Ma gli australiani si sono rivelati impossibili da scuotere, e hanno causato qualche imbarazzo al loro aguzzino. «L’Australia è un alleato cruciale dell’America in Asia, quindi le azioni della Cina nei confronti del Paese influenzano inevitabilmente sia la politica di Washington sia la sua posizione nella regione. L’Australia è rappresentativa di molti Paesi: una nazione di medie dimensioni le cui relazioni economiche con Pechino sono vitali per la crescita e l’occupazione ma in cui, allo stesso tempo, i politici e i cittadini sono sempre più preoccupati per le tattiche repressive della Cina in patria e per le aggressioni all’estero», spiega il quotidiano.

L’Australia «è un po’ un canarino nella miniera di carbone», spiega Jeffrey Wilson, direttore della ricerca presso il Perth USAsia Centre, un think tank di politica estera. «Dovremmo preoccuparci di quello che gli sta succedendo, perché poi potrebbe accadere a tutti». Ma l’esito della sfida non è così scontato.

Per la Cina, una potenza in ascesa con 1,4 miliardi di persone e un’economia di 14,7 trilioni di dollari, dovrebbe essere facile calpestare un Paese che ha 26 milioni di abitanti e che piò contare su un’economia più di dieci volte più piccola. «Ma in un mondo avvolto da catene di approvvigionamento interdipendenti e complesse connessioni politiche, anche Paesi non troppo grandi possono impugnare un sorprendente arsenale di armi. L’ordine globale guidato dagli Stati Uniti, che è ancora tenuto insieme da interessi comuni, relazioni di vecchia data, freddo calcolo strategico e ideali profondamente sentiti, non è pronto a sgretolarsi davanti alla marcia dell’autoritarismo cinese», si legge ancora.
-----
» **LE CONSEGNE**
a) Secondo l'estratto sull'Australia e la Cina, quali elementi tengono ancora insieme l'ordine globale guidato dagli Stati Uniti?
b) Estendi l'estratto sull'Australia e la Cina a partire dal punto in cui si ferma.
L'elenco riportato più avanti non è necessario.

» **MATERIALE DI PARTENZA**
-----
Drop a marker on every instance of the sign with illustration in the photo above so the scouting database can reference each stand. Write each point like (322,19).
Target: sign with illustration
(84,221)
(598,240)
-----
» **RISPOSTE**
a)
- interessi comuni
- relazioni di vecchia data
- freddo calcolo strategico
- ideali profondamente sentiti

b)
Quindi il messaggio che emerge è uno: la Cina che vuole fortemente controllare il mondo non riesce nemmeno a cambiare un vicino arrogante nei suoi confronti. Perché? Innanzitutto l’Australia è un pilastro fondamentale della rete di alleanze che sostiene il dominio americano in Asia e nel Pacifico. I legami di Washington con Canberra negli ultimi tempi stanno diventando ancora più importanti. Al tal punto che l’intero dossier non è passato inosservato alla Casa Bianca.

«I migliori diplomatici del presidente Joe Biden sono stati chiari nel loro sostegno all’Australia». Come del resto ha ribadito anche il responsabile americano della politica asiatica, Kurt Campbell, «gli Stati Uniti non sono disposti a migliorare le relazioni in un contesto bilaterale e separato mentre uno stretto e caro alleato è sottoposto a una forma di coercizione economica. Non lasceranno l’Australia da sola sul campo».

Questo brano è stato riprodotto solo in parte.